• [DATA SUPPLIED]:
########################################

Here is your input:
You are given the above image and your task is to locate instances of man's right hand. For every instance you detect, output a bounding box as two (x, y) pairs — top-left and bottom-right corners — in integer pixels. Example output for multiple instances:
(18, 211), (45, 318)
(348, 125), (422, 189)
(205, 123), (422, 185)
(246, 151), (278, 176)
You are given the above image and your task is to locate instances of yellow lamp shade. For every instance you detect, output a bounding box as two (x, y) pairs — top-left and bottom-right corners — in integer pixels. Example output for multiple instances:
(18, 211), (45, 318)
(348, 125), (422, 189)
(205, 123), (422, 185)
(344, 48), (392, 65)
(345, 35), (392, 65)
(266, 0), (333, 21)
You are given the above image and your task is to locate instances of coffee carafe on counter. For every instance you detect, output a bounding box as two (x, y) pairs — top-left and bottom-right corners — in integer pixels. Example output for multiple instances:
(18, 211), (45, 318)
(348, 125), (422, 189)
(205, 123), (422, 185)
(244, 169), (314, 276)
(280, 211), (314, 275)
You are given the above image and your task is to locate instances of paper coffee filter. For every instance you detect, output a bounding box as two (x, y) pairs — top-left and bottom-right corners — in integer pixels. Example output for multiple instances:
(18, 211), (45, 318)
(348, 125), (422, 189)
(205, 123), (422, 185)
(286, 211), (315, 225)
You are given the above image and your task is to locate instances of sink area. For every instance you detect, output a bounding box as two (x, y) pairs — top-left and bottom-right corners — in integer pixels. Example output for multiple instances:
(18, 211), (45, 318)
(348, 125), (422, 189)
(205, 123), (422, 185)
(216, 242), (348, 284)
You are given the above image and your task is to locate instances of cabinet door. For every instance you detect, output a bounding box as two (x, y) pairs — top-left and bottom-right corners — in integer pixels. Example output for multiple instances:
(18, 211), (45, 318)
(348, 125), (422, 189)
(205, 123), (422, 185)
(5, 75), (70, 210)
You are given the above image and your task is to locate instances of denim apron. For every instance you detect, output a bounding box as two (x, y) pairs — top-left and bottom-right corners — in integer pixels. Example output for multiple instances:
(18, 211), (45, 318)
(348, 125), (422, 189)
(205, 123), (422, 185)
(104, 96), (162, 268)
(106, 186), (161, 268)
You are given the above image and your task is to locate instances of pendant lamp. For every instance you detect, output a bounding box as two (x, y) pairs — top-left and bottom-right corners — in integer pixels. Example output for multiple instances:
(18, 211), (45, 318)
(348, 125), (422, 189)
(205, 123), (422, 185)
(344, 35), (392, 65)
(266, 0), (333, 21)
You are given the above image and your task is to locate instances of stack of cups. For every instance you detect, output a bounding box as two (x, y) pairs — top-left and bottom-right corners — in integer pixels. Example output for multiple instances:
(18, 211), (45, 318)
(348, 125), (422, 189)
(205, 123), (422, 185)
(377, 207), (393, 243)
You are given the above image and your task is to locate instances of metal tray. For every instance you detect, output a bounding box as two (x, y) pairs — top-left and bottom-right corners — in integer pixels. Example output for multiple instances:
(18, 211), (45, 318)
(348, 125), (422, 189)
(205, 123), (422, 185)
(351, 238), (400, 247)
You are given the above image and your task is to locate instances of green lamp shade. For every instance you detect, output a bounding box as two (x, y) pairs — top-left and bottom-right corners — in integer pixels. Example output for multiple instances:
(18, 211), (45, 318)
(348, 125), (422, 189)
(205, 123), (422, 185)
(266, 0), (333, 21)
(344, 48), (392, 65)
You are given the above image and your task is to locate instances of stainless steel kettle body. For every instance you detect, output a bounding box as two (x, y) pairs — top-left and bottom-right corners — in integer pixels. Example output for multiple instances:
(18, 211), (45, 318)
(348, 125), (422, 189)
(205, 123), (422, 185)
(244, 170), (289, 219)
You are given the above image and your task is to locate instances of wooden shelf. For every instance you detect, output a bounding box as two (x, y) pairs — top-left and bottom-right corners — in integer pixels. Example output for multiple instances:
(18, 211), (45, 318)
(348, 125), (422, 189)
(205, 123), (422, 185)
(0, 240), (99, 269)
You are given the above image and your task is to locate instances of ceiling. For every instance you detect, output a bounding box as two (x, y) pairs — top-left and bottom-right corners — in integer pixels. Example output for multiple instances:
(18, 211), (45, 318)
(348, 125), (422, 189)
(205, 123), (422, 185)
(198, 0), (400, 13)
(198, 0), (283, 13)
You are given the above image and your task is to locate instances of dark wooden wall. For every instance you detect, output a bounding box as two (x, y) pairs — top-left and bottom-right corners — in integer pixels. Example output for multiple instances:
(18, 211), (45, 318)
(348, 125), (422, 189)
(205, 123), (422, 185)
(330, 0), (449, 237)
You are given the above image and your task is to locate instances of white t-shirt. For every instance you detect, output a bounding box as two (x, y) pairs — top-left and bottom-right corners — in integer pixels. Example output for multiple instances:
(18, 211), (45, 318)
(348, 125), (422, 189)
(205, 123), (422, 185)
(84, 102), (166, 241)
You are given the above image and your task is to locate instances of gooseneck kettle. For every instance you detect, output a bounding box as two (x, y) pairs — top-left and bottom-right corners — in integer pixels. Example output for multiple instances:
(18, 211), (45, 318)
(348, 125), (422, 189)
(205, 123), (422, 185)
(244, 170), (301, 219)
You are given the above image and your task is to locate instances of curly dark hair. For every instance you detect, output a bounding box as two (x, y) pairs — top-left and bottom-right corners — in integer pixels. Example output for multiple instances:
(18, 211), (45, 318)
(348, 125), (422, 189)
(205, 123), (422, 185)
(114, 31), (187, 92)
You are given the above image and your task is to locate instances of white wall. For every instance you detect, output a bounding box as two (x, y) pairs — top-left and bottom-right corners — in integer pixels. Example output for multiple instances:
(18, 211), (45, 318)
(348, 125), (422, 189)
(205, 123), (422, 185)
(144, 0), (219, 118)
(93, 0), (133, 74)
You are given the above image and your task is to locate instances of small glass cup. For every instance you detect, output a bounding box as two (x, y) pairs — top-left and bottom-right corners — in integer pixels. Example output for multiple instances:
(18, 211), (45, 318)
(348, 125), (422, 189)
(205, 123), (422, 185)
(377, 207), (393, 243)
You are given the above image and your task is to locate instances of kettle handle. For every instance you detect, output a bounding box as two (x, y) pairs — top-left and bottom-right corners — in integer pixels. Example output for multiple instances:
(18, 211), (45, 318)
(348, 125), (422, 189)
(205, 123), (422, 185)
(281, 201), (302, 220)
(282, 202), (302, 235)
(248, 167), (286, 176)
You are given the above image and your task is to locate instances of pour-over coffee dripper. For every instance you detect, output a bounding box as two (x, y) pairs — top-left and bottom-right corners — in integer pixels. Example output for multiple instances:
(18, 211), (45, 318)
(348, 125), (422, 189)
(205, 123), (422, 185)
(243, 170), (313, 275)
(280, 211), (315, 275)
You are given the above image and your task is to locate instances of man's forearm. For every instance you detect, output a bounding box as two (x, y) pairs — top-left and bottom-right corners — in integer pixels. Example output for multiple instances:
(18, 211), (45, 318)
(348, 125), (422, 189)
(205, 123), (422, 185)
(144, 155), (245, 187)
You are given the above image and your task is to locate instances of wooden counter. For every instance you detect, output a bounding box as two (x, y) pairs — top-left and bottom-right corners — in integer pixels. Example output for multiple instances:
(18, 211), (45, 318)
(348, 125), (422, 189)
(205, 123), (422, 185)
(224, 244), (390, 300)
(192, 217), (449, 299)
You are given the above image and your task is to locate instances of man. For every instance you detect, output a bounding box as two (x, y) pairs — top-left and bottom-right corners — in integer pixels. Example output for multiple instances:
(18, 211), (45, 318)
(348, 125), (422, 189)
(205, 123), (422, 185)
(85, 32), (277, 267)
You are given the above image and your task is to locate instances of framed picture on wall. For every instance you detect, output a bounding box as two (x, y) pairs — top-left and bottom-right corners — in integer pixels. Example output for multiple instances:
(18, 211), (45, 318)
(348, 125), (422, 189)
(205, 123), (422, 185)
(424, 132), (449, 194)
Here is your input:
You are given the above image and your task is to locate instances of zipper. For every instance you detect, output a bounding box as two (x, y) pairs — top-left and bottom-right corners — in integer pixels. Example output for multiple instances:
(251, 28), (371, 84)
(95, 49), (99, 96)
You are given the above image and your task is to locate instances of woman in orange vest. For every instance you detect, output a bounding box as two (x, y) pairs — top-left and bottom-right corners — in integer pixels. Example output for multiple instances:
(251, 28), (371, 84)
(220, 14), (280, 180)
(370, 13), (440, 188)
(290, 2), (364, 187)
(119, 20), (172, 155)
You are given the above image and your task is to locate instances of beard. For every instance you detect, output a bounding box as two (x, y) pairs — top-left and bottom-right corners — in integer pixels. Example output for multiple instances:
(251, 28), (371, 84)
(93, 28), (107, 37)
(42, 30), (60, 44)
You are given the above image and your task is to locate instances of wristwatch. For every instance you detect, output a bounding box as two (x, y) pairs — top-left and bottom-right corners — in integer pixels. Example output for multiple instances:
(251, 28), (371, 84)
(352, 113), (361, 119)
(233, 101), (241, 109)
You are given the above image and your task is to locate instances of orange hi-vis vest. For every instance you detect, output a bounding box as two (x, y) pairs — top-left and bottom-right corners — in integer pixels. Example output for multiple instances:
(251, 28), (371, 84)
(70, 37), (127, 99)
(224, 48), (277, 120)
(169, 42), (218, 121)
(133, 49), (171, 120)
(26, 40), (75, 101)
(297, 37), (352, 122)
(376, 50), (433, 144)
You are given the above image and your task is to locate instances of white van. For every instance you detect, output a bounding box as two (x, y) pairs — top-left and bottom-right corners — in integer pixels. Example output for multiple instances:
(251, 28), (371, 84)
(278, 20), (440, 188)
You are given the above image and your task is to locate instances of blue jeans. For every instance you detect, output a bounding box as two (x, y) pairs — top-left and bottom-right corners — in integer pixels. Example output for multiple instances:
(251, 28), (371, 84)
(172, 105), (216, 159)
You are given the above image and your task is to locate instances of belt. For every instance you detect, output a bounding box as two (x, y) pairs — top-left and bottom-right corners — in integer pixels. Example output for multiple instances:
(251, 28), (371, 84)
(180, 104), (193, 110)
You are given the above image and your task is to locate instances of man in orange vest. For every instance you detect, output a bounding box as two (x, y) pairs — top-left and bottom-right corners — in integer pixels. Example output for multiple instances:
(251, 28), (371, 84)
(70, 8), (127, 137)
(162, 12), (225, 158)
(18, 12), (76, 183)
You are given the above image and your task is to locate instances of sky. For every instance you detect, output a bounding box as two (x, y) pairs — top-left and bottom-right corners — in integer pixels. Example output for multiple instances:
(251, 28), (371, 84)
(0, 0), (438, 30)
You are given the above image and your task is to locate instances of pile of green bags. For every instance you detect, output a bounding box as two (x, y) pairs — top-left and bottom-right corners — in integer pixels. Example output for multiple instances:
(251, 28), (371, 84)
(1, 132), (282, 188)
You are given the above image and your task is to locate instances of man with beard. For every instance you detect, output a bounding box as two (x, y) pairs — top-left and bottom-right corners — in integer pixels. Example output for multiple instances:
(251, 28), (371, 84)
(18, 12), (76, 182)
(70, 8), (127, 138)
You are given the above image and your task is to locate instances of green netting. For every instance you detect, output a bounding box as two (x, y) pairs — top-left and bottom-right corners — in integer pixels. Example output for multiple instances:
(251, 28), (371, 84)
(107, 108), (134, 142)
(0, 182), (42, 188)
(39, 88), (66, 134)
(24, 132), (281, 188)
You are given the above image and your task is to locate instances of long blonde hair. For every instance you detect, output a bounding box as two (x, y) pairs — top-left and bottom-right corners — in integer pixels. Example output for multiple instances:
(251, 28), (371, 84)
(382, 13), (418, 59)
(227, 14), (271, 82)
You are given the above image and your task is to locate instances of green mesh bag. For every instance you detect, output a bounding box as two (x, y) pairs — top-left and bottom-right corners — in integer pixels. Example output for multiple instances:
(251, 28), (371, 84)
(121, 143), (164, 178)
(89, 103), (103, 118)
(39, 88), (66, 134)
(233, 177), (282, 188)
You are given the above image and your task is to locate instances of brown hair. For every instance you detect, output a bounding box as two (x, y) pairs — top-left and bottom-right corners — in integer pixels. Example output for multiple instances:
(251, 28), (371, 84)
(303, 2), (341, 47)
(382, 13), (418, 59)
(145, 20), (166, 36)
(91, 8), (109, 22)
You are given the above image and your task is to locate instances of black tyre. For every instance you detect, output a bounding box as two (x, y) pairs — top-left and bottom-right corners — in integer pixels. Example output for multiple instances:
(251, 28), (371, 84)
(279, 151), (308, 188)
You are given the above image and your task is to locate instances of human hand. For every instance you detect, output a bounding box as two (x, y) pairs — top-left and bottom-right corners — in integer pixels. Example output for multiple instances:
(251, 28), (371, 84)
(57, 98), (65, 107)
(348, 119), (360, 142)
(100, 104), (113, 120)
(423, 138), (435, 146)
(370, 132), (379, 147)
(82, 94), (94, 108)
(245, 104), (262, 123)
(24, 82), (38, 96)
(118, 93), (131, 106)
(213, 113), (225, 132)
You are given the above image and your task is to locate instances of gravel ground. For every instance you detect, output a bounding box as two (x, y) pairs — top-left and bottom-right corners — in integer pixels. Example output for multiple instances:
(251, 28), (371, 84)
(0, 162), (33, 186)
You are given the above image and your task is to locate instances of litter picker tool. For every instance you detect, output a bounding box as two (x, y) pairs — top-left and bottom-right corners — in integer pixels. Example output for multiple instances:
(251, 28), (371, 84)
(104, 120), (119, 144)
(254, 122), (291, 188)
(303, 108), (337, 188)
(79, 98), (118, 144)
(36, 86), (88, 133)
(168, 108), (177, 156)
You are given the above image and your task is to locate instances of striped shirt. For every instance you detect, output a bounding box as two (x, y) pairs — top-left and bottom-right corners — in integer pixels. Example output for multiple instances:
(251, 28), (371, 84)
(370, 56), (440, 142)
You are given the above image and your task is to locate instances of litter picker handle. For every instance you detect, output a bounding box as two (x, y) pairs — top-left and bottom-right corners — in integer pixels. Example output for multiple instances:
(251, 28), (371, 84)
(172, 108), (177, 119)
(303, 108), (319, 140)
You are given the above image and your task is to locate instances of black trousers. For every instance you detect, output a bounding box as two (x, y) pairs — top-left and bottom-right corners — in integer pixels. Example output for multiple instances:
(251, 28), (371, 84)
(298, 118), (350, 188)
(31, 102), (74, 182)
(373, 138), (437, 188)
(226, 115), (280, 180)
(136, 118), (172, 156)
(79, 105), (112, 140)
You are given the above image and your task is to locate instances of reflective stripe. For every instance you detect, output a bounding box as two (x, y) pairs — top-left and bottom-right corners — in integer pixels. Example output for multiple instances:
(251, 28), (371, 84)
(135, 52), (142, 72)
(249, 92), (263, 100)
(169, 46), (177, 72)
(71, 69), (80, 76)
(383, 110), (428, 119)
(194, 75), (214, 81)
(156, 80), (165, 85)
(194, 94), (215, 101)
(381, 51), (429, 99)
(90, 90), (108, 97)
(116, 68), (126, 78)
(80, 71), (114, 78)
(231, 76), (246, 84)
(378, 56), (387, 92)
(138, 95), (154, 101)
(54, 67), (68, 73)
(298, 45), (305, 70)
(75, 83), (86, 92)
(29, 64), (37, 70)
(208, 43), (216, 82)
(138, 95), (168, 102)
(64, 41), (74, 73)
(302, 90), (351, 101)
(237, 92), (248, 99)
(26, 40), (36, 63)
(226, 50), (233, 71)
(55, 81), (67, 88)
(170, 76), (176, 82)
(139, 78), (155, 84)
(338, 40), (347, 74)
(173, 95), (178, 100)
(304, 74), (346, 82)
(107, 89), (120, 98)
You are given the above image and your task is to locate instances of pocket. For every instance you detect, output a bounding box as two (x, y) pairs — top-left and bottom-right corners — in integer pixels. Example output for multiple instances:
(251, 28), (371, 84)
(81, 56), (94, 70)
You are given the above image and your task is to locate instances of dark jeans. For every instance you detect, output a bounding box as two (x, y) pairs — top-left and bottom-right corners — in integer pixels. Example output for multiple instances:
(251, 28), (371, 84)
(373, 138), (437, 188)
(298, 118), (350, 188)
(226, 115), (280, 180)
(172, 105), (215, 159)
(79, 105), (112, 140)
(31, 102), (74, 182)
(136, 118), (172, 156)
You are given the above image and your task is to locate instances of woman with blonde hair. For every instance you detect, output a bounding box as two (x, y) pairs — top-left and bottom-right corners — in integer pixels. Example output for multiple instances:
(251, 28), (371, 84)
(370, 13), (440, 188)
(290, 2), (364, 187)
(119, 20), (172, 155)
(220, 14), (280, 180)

########################################

• [TASK ITEM]:
What lines above mention "white"? Copy each one.

• [EXERCISE RESULT]:
You are given the above image and your task is to locate instances of white t-shirt. For every instance you detect, output a bounding box as two (x, y) pairs — top-left and bottom-right corners — in integer pixels. Example output for multiple instances:
You are given the above image and your task is to locate instances of white wall. For every instance you detect, output a bounding box as two (x, y) pairs — top-left and bottom-right corners — in integer pixels. Example output for multiple instances:
You are given the above image and your task is to locate instances of white van. For every instance you detect, output a bounding box as two (x, y) pairs — top-left and bottom-right corners — in integer pixels. Example output for multiple instances:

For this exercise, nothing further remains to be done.